Source extract:
· · · · · · ·

This is what's known as a "rationalization". Pick the one explanation you like, and then find some evidence to support it.
To really choose the best answer without experimentation, you write down *all* the possible explanations, and then pick the one that seems most likely.
(If you can do experiments you can eliminate explanations directly - but when you can't do this, the best course is to list all explanations and pick the simplest one.)
A simpler explanation of the low pass rate is that the online courses are of poor quality.
And indeed, many of the online courses are very low quality - especially the ones from high-end players.
The "Probabalistic Graphical Models" course by Stanford is known as a weeder (students get caught off guard with the difficulty), and the online version demonstrates this: the video shows Daphne Koller standing at a lectern droning on and on(*) with no vocal variety, reading the text of the online slides to the viewer... completely uninteresting and making a simple course boring as hell. (sample video.)
I thumbed through the edX course listing and hit on a course I liked - and the introductory video contained absolutely *no* information about the course! The full text of the course description read something like: "Join me as we explore the boundaries of $subject". (Is it a difficult course? Is it introductory or advanced? What level of math is required? What's the syllabus?)
I mentioned it to the head of edX in a private E-mail, and he responded by saying "that's an affiliate course [ie - from an affiliate institution] and we don't have control of the quality or content".

· · · · · · ·

Entries supplied:

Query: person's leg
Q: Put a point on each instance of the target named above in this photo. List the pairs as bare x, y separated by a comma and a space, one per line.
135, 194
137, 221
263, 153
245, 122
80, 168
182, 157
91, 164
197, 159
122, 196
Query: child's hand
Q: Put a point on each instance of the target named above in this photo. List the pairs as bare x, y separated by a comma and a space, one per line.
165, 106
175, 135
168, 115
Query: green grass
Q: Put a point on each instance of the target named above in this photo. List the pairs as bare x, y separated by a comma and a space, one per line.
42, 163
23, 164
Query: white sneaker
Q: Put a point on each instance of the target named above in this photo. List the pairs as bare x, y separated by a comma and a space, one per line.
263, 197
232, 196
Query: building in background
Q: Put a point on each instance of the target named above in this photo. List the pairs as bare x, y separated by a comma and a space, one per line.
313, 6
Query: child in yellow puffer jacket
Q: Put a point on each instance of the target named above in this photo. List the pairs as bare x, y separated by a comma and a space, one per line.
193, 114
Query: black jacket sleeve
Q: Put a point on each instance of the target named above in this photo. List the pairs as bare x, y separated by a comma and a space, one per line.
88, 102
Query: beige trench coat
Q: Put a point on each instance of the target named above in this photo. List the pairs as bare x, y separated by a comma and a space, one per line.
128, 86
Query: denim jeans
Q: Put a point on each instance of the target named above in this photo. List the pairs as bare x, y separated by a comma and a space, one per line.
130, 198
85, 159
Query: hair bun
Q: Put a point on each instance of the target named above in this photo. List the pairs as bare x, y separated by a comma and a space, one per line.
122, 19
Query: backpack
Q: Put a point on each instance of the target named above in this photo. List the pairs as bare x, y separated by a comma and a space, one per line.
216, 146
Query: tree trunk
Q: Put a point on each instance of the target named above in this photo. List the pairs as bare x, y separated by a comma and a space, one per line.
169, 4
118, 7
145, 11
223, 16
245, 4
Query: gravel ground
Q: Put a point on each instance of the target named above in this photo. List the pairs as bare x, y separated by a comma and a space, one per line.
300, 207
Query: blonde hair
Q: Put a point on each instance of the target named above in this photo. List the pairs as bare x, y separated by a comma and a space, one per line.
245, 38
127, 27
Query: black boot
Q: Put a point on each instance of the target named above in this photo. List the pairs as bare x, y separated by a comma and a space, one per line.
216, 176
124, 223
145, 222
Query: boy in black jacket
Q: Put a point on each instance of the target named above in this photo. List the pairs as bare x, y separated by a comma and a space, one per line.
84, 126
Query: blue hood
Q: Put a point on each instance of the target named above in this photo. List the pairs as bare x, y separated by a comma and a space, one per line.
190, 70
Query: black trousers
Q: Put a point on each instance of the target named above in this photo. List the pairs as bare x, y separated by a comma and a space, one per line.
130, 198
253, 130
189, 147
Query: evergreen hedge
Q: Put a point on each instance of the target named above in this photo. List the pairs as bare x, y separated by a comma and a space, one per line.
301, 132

· · · · · · ·

Your tasks:
**a.** Answer these from the passage on online course quality:
(i) How does the passage describe a rationalization?
(ii) What simpler explanation does it give for the low pass rate?
(iii) How did the head of edX reply to the private e-mail?
**b.** Can you continue the passage on online course quality after its last sentence?
These records have no connection to the passage on online course quality.

Responses for each task:
**a.**
(i) You pick the one explanation you like and then find some evidence to support it.
(ii) The online courses are of poor quality.
(iii) He said it was an affiliate course, from an affiliate institution, and that edX doesn't have control of the quality or content.

**b.**
(WTF? You're running a startup and you don't have control over the quality? And he seemed to intimate that he was more interested in building the scope of their selection than the quality.)
Kahn academy is trying to get feedback from students to improve their presentation and make their lectures more effective, but I don't see any other players doing this.
Everyone's just taping their lectures and putting them online(**). The situation won't change until everyone burns through all the seed money and has to start making a profit based on results. For example, edX got $60 million in seed money, and they're burning through it with no viable business plan.
(*) Keep in mind that I'm critiquing the course, and not Professor Koller.
(**) For a counterpoint example, consider Donald Sadoway's Introduction to Solid State Chemistry, which is *not* a MOOC lecture series but is free for online viewing. Light years ahead of any MOOC course and well worth viewing.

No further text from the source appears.